#### DATA SECTION:
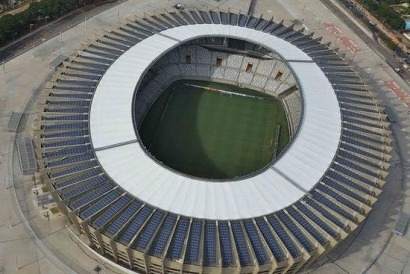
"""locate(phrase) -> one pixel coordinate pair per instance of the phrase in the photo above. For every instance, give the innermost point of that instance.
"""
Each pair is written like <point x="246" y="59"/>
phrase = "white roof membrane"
<point x="296" y="172"/>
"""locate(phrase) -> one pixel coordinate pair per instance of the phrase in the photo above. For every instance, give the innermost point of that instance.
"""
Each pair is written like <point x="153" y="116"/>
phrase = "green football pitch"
<point x="212" y="130"/>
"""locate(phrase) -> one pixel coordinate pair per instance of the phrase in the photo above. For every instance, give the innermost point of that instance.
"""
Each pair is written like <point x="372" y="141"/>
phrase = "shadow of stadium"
<point x="182" y="150"/>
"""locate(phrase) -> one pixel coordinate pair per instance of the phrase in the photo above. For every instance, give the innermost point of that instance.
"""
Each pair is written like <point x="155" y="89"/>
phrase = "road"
<point x="380" y="26"/>
<point x="52" y="29"/>
<point x="387" y="55"/>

#### OBJECTIVE:
Transcribe the material exactly, and leave out whatever pictures it holds.

#### RESPONSE:
"""locate(phrase) -> one pixel coordinate pair per instance of the phrase in the photo above. For every instance, give the innermost point of that instance.
"""
Each pair is written like <point x="246" y="59"/>
phrase = "white roof membrane"
<point x="296" y="172"/>
"""locate(phrase) -> one pixel coordinate pair per instance of the phrase in the photo above. For every instance, give the innermost point of that instance.
"""
Each pair is written like <point x="153" y="116"/>
phrase = "green football pitch"
<point x="212" y="130"/>
"""locate(phrase) -> one pixel coordinate pair per instance of the phrase in the photo above. For every instance, give the innermost point of that instance.
"""
Each pair is written like <point x="372" y="141"/>
phrase = "shadow of stadium"
<point x="182" y="150"/>
"""locate(phrase) -> one pixel coordinate pair per instance of the phrase in the photo above. For every instance, give the innermost point of that instance.
"""
Each pair is written like <point x="155" y="89"/>
phrase = "road"
<point x="380" y="26"/>
<point x="52" y="29"/>
<point x="387" y="55"/>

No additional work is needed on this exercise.